» **PROVIDED DATA**
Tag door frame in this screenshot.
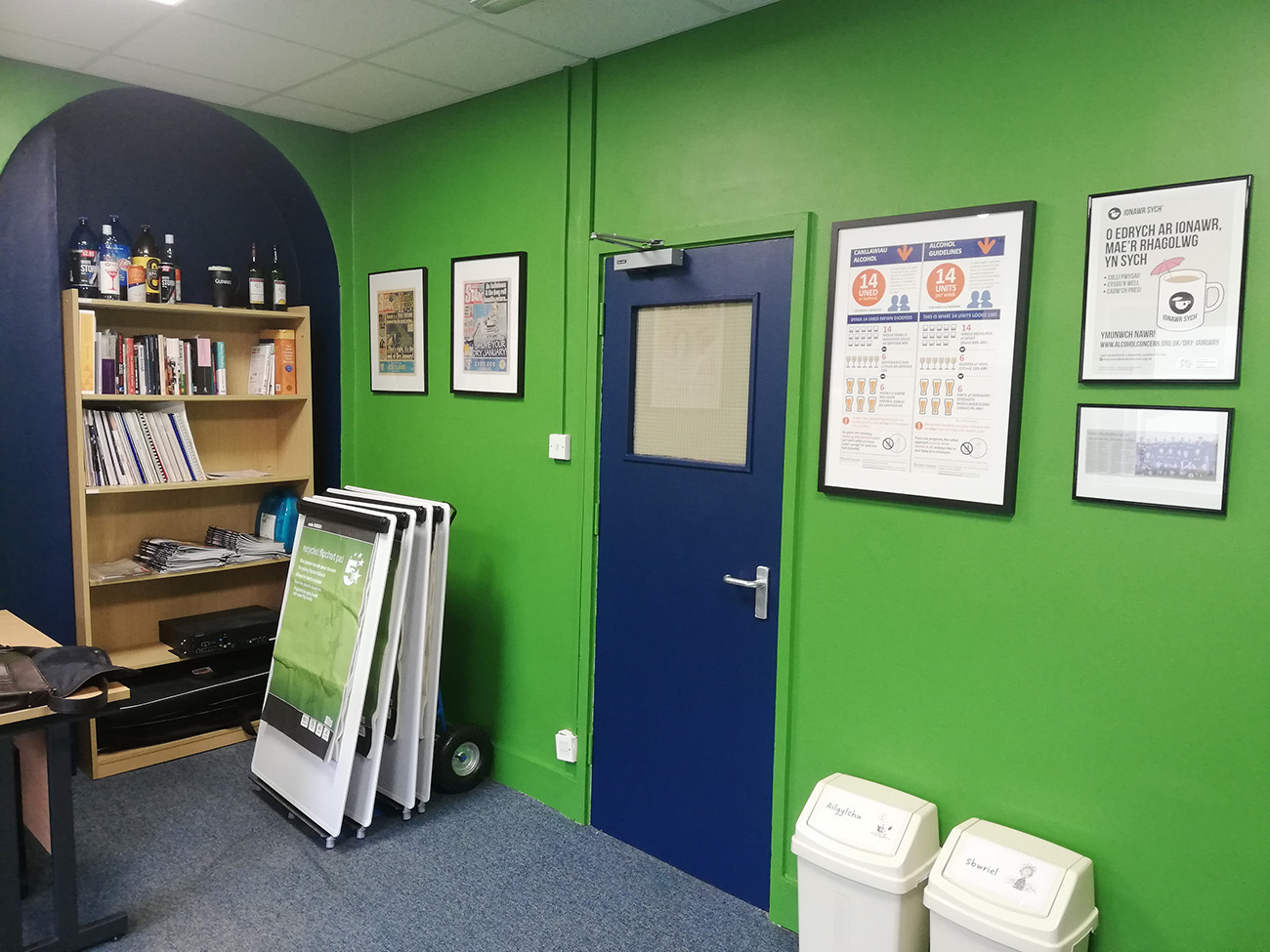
[571,212,825,922]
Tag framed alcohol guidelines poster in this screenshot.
[820,202,1037,516]
[1080,175,1252,384]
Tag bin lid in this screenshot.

» **WHAT IS EXPECTED**
Write out the material above word for word, leaving out the pictures.

» **SOLUTION FOR THIS TASK**
Tag door frame in this screenshot.
[571,212,825,922]
Tag framed alcohol guidelines poster in this screenshot.
[820,202,1037,516]
[1080,175,1252,384]
Tag bin lid in this screenshot.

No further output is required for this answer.